### Required action
Please translate this sentence from the interview transcript below into Spanish: "You and I both have significant concerns about this treaty."
(Excerpt to read Opens)
Mike Farris: I’m joined today by my good friend and former U.S. senator, Rick Santorum. Rick, welcome to the program.

Sen. Santorum: Well, thank you, Mike.

Mike: I’d like to talk with you about the United Nations Convention on the Rights of Persons with Disabilities. You and I both have significant concerns about this treaty. Can you share why you are personally invested in this treaty’s outcome?

Sen. Santorum: Honestly, it was my wife, Karen and I, we both believed that the one provision that dealt with the rights of parents to do what is in the best interests of their child is a paramount right in this country. To shift the power of what is in the best interest of your child to the state and away from the parent is a fundamental erosion of parental rights in this country, and is a grave threat to children with disabilities, particularly severe disabilities that have significant expenses attached to that disability. So, when we read that provision that said that this treaty would, in fact, extend rights to the state to care for, or to determine what is in the best interest of that child, that was a deal breaker for us.

Mike : Rick, I think this should concern every American. I’m Mike Farris.

Mike Farris: Rick, can you tell us how your own daughter’s story would have been impacted if this treaty was in control at the time that she was being born and was being treated?
(Excerpt to read Closes)
(Excerpted records Opens)
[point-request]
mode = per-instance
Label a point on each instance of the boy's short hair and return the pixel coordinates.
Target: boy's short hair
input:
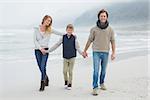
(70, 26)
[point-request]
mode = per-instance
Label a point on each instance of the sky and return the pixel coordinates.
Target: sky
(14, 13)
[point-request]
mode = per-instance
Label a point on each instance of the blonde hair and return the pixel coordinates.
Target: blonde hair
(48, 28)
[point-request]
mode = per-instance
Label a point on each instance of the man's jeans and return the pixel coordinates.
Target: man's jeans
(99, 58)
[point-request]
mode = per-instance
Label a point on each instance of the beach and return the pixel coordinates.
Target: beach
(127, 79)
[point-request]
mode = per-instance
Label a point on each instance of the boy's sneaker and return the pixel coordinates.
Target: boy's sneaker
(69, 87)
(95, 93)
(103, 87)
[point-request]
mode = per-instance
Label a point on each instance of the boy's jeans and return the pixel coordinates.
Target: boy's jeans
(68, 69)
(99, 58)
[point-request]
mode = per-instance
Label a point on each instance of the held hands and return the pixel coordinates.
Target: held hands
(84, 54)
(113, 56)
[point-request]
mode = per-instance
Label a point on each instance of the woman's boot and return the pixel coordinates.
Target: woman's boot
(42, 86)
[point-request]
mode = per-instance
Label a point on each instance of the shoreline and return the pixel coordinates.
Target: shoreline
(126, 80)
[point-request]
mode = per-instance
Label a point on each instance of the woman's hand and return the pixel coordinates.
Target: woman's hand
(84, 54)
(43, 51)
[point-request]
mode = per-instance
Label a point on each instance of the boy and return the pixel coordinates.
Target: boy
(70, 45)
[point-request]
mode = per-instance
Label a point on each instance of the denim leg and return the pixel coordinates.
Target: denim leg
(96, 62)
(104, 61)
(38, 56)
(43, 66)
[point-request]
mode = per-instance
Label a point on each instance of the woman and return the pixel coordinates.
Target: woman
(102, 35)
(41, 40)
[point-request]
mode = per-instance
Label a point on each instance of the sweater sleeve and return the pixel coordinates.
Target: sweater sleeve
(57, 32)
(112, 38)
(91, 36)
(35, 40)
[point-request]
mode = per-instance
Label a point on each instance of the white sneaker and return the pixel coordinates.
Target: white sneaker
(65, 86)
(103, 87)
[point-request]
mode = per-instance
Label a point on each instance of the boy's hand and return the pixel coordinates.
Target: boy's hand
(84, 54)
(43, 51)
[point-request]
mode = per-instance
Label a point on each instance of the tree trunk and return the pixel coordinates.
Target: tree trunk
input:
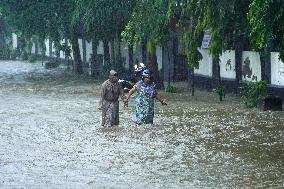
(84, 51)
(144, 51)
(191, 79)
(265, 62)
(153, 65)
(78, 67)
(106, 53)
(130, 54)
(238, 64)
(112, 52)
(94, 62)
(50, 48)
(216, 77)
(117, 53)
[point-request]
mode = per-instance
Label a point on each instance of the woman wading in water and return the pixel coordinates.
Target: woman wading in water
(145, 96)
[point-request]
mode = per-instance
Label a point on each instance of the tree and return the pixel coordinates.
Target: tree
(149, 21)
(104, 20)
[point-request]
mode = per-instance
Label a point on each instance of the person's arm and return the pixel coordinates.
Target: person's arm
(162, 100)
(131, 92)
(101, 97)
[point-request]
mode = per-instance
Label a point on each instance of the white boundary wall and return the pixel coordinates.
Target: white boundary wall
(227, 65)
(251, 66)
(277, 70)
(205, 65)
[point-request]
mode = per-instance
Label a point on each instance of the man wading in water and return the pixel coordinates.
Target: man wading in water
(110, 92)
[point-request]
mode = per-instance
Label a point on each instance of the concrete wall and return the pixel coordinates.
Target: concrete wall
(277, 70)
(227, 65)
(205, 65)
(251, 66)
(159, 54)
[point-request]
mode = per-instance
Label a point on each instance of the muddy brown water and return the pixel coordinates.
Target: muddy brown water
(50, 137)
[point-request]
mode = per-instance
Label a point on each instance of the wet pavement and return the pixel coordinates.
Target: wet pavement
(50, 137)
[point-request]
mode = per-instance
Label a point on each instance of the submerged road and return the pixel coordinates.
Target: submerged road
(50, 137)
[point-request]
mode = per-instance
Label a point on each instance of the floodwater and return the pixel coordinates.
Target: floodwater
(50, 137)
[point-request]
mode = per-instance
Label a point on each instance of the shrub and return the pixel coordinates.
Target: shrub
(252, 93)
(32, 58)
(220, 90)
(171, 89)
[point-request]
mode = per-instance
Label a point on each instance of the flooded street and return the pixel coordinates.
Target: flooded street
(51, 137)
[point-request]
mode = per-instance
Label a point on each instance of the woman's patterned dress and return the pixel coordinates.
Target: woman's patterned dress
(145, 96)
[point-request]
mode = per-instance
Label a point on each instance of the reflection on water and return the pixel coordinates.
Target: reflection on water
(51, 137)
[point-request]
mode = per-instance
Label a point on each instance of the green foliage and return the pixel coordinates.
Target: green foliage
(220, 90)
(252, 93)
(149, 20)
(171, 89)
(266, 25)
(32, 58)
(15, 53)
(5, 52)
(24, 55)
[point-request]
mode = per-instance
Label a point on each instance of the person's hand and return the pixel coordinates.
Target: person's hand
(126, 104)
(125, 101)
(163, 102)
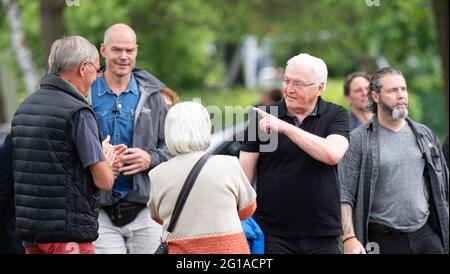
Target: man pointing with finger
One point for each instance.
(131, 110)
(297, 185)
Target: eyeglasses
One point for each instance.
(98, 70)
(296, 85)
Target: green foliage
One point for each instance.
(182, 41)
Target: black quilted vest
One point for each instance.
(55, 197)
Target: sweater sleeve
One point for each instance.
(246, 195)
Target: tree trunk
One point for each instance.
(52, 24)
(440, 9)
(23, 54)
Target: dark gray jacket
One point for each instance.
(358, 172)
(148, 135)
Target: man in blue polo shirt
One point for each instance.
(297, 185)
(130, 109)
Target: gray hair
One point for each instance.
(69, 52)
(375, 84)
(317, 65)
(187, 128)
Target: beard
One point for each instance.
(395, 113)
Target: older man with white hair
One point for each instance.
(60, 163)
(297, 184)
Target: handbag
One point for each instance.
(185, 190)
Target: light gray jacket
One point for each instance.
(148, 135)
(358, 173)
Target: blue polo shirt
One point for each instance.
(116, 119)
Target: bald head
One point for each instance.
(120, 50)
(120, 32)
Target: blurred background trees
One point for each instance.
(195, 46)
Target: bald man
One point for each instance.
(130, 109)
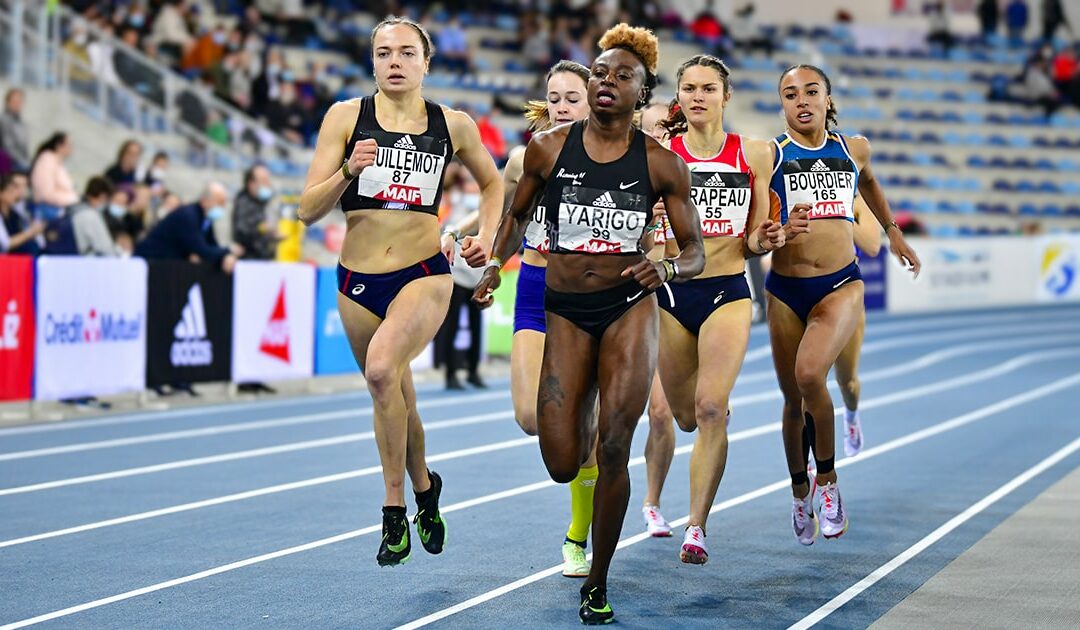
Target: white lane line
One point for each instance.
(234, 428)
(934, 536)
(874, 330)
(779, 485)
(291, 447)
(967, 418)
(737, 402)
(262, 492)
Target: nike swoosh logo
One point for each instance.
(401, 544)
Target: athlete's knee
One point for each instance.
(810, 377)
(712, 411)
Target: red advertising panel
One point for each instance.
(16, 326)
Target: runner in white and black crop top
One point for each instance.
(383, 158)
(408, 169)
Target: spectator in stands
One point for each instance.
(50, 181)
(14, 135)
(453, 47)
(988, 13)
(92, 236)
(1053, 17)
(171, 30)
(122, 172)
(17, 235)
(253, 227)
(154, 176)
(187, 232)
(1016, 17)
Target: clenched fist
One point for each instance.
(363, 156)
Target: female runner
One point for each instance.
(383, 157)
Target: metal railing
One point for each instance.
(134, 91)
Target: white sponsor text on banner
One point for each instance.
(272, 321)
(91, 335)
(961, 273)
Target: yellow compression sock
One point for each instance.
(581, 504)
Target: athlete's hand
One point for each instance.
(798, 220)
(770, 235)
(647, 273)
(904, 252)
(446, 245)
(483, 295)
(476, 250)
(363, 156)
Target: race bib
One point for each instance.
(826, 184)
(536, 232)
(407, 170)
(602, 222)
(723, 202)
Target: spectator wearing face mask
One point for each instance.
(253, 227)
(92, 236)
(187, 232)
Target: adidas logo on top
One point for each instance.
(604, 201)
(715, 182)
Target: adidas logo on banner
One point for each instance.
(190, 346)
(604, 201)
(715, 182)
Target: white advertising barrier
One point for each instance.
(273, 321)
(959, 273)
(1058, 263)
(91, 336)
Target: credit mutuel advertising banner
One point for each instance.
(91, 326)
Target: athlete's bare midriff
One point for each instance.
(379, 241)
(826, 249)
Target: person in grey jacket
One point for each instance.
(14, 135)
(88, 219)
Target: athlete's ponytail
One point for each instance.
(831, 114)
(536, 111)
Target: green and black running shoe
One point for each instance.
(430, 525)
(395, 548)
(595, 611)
(Excerpted records Closes)
### Response
Tanto tú como yo tenemos preocupaciones importantes sobre este tratado.